• Work required:
Repeat the data exactly, please.

Point localization data
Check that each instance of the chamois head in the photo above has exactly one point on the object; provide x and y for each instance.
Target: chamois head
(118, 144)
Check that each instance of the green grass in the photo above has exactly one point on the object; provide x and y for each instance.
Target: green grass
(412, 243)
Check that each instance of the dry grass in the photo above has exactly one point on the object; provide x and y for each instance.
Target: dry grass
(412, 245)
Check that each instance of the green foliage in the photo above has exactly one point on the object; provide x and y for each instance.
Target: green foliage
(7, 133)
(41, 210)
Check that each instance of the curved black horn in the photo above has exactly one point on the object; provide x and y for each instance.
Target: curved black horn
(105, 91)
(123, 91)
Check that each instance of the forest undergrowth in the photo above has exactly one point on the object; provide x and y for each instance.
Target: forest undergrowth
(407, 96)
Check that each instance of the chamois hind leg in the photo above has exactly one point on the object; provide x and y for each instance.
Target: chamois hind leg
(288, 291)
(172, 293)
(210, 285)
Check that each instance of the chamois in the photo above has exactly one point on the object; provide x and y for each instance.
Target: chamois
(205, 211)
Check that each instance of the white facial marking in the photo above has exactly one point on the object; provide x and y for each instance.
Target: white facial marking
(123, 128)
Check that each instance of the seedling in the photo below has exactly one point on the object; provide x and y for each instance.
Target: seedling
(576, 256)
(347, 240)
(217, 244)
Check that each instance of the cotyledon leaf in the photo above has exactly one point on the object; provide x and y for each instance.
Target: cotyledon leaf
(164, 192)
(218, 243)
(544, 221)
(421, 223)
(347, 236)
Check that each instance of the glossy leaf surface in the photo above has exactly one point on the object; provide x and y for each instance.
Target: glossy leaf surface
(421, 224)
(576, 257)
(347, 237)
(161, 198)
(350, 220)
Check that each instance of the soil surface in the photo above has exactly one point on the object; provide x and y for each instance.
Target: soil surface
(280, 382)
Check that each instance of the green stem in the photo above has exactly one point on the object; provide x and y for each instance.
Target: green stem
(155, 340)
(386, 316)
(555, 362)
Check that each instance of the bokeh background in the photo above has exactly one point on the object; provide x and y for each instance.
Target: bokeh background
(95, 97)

• Exercise answer:
Check that each instance of the chamois head in the photo above has exactly one point on the object; provide x and y for each instance.
Target: chamois head
(118, 144)
Check that each instance of the green grass in the photo above has exactly one point on the object; provide x and y for each instance.
Target: green grass
(412, 243)
Check that each instance of the dry grass in the photo above has exactly one point on the object; provide x and y for each instance.
Target: dry grass
(412, 245)
Check that each instance of the green foliage in the photo above has exactly one point on the object; provide x and y for each instance.
Target: green foliage
(7, 133)
(41, 210)
Check that each instance of the curved black horn in the photo above has exactly one point on the object; provide x and y for each instance.
Target: curved black horn
(105, 91)
(123, 91)
Check that each instance of the forest undergrowth in the photo above has exactly one point on the object; provide x and y for each instance.
Target: forest undergrowth
(407, 96)
Check that each instance of the chamois hind leg in the photo above has exactly one point on the object; provide x and y for each instance.
Target: chamois hind leg
(288, 291)
(172, 293)
(210, 285)
Check that each instance of the chamois in the photo above has exactly one point on the object; provide x and y for each instance.
Target: chamois
(205, 211)
Check that each instance of the white facial marking in the photo above has exactly one point on the object; provide x and y for each instance.
Target: white facial marking
(123, 128)
Check that each instance of the seedling in the photo below has exactly one point on the object; provide x and y for each instance.
Target: seedling
(576, 256)
(347, 240)
(217, 244)
Check that each instance of the cotyledon leaf in the photo above has exactly one point on the object; provide x and y for each instance.
Target: cotyledon leaf
(164, 192)
(218, 243)
(544, 221)
(421, 223)
(347, 236)
Check that each instance of the glossy leaf surface in the photo above has exactly one point on the object; provide x and y for each instance.
Target: glossy leaf surface
(421, 224)
(576, 257)
(347, 237)
(161, 198)
(350, 220)
Check that each instance of the soil surface in the photo above has exactly one point on the object; provide x and y for each instance.
Target: soil surface
(280, 382)
Check that each instance of the green stem in the photo above has exactly one point on the object; provide x and y for each instance.
Target: green stem
(155, 340)
(386, 316)
(555, 362)
Check that each instance of the bokeh background in the photo above has exactly one point on the object; provide x and y for each instance.
Target: bokeh background
(95, 97)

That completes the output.